**Required task**
Copy all of the following data verbatim, reproducing every line without any alteration.
═════ Dataset ═════
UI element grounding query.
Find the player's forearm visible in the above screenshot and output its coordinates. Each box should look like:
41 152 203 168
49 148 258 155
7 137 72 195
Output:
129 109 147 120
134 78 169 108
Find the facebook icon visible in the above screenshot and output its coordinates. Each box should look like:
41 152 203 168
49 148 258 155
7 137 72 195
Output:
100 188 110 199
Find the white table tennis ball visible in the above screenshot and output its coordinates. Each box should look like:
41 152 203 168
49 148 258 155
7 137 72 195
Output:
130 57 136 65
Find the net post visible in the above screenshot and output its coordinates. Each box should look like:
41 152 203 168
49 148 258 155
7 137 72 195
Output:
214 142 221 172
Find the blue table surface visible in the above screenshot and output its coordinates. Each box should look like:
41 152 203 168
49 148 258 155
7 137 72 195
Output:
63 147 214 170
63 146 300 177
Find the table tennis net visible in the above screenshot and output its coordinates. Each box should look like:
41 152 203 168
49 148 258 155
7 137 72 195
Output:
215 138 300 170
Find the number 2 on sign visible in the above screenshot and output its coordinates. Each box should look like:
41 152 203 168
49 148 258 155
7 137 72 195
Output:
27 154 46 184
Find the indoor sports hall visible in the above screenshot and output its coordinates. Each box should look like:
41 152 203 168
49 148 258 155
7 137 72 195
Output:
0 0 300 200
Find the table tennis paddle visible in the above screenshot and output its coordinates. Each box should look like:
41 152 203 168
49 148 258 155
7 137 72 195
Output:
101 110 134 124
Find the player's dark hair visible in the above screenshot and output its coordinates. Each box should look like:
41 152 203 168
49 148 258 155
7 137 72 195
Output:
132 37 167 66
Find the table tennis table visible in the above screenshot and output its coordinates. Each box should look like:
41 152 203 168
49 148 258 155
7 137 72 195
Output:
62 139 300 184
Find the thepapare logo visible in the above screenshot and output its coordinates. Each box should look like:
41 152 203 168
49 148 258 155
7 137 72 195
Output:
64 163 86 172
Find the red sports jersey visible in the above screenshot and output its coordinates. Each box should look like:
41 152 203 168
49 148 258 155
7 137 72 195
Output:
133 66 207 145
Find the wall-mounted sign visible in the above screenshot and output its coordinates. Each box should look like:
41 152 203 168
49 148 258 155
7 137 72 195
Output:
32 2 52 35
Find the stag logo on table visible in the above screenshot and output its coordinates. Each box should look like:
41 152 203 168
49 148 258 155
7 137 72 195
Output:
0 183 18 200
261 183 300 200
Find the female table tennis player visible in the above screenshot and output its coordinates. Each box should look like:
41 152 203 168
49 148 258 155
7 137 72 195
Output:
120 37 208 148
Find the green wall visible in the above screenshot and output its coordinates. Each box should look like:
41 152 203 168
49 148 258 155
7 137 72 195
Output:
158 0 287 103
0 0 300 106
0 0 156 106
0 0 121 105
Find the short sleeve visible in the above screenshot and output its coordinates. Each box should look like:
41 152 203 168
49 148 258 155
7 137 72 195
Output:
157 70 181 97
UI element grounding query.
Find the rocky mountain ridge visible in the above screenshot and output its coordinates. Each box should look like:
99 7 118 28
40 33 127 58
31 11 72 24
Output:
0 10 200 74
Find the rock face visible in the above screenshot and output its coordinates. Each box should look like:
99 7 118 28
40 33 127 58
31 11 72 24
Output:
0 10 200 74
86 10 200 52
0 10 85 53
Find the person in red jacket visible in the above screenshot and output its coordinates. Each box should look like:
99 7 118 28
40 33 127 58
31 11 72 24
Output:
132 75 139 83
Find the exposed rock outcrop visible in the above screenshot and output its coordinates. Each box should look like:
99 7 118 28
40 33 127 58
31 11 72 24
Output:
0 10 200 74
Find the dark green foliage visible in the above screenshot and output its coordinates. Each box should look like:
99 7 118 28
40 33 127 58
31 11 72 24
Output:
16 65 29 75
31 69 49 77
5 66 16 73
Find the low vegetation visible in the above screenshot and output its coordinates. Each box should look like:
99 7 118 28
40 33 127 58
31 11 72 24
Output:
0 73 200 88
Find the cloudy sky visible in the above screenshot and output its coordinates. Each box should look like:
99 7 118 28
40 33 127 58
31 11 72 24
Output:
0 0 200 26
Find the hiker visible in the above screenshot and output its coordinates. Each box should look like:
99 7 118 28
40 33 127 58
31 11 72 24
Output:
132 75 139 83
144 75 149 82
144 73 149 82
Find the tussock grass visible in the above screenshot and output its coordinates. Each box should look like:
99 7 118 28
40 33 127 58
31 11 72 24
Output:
═════
**Written reply**
UI element grounding query.
Find the player's forearm visible in the above screenshot and output its coordinates. Each box should look like:
41 152 203 168
49 148 258 155
7 137 72 195
Output:
129 109 147 120
134 78 169 108
Find the facebook icon visible in the above screenshot and output its coordinates. Each box should look like:
41 152 203 168
49 148 258 155
7 137 72 195
Output:
100 188 110 199
Find the white table tennis ball visible in the above screenshot and output its coordinates. Each box should look like:
41 152 203 168
49 148 258 155
7 137 72 195
Output:
130 57 136 65
Find the net post visible in the above screenshot and output its coordinates. Each box should look like:
41 152 203 168
49 148 258 155
7 137 72 195
Output:
214 142 221 172
Find the blue table surface visible in the above screenshot and output its coordinates. Each box should look like:
41 152 203 168
49 148 258 155
7 137 72 195
Output:
63 147 214 170
63 146 300 177
Find the table tennis net visible in the above screenshot and output its coordinates. Each box should look like:
41 152 203 168
49 148 258 155
7 137 72 195
Output:
215 138 300 170
Find the number 2 on sign visible in the above screenshot and output its coordinates. Each box should look like:
41 152 203 168
49 148 258 155
7 137 72 195
Output:
27 154 46 184
Find the indoor sports hall visible in the above screenshot and output its coordinates. Each box should look like:
41 152 203 168
49 148 258 155
7 137 72 195
Output:
0 0 300 200
Find the table tennis paddle visible in the above screenshot and output its coordinates. Each box should look like:
41 152 203 168
49 148 258 155
7 137 72 195
Output:
101 110 134 124
Find the player's dark hair visible in the above screenshot and output its coordinates. Each box should look like:
41 152 203 168
49 148 258 155
7 137 72 195
Output:
132 37 167 66
Find the table tennis table visible in the above screenshot and output its coordinates. Each box should look like:
41 152 203 168
49 148 258 155
7 137 72 195
Output:
62 139 300 184
Find the thepapare logo visible in the above screenshot and output its coordinates. Each box should look like:
41 152 203 168
49 148 258 155
7 137 72 195
Output:
64 163 86 172
Find the red sports jersey visible in the above screenshot and output its coordinates. Each box should look like:
41 152 203 168
49 148 258 155
7 137 72 195
Output:
133 66 207 145
Find the wall-mounted sign visible in the above screenshot and output its coordinates. Each box should look like:
41 152 203 168
49 148 258 155
7 137 72 195
Output:
32 2 52 35
Find the stag logo on table visible in the above screenshot and output its coordinates. Each box should look like:
41 152 203 168
49 148 258 155
7 137 72 195
Output:
0 183 18 200
261 183 300 200
Find the female table tennis player visible in the above screenshot and output its coordinates. Each box should look like:
41 152 203 168
49 148 258 155
7 137 72 195
Output:
120 37 208 148
Find the green wall visible in the above screenshot and output its coordinates. Each box should look like:
41 152 203 168
49 148 258 155
7 137 72 195
Output:
158 0 287 103
0 0 300 106
0 0 156 106
0 0 121 105
Find the short sleeve visible in the above screenshot and output its coordinates. Each box should look like:
41 152 203 168
49 148 258 155
7 137 72 195
Output:
157 70 181 97
UI element grounding query.
Find the rocky mountain ridge visible in the above screenshot and output its coordinates. Each box should look like:
99 7 118 28
40 33 127 58
31 11 72 24
Output:
0 10 200 74
Find the rock face visible in the above screenshot and output its coordinates. Each box should look like:
99 7 118 28
40 33 127 58
31 11 72 24
Output:
0 10 200 74
86 10 200 52
0 10 85 53
Find the person in red jacket visible in the above screenshot and output its coordinates. Each box should look like:
99 7 118 28
40 33 127 58
31 11 72 24
Output:
132 75 139 83
Find the exposed rock outcrop visible in the above screenshot and output its coordinates. Each box should look like:
99 7 118 28
40 33 127 58
31 11 72 24
Output:
0 10 200 74
Find the dark green foliage visible in the above screenshot and output its coordinates. Each box should look like:
99 7 118 28
40 33 127 58
31 11 72 24
Output:
16 65 29 75
31 69 49 77
5 66 16 73
Find the low vegetation visible in the above screenshot and output its coordinates. Each box should look like:
99 7 118 28
40 33 127 58
31 11 72 24
Output:
0 73 200 88
Find the cloudy sky visible in the above screenshot and output its coordinates. Each box should look like:
99 7 118 28
40 33 127 58
31 11 72 24
Output:
0 0 200 26
Find the hiker visible in the above screenshot and output its coordinates. Each box should look like:
99 7 118 28
40 33 127 58
31 11 72 24
Output:
132 75 139 83
144 75 149 82
144 73 149 82
Find the tussock grass visible in the above screenshot and output its coordinates. Each box should look like:
99 7 118 28
40 33 127 58
31 11 72 24
Output:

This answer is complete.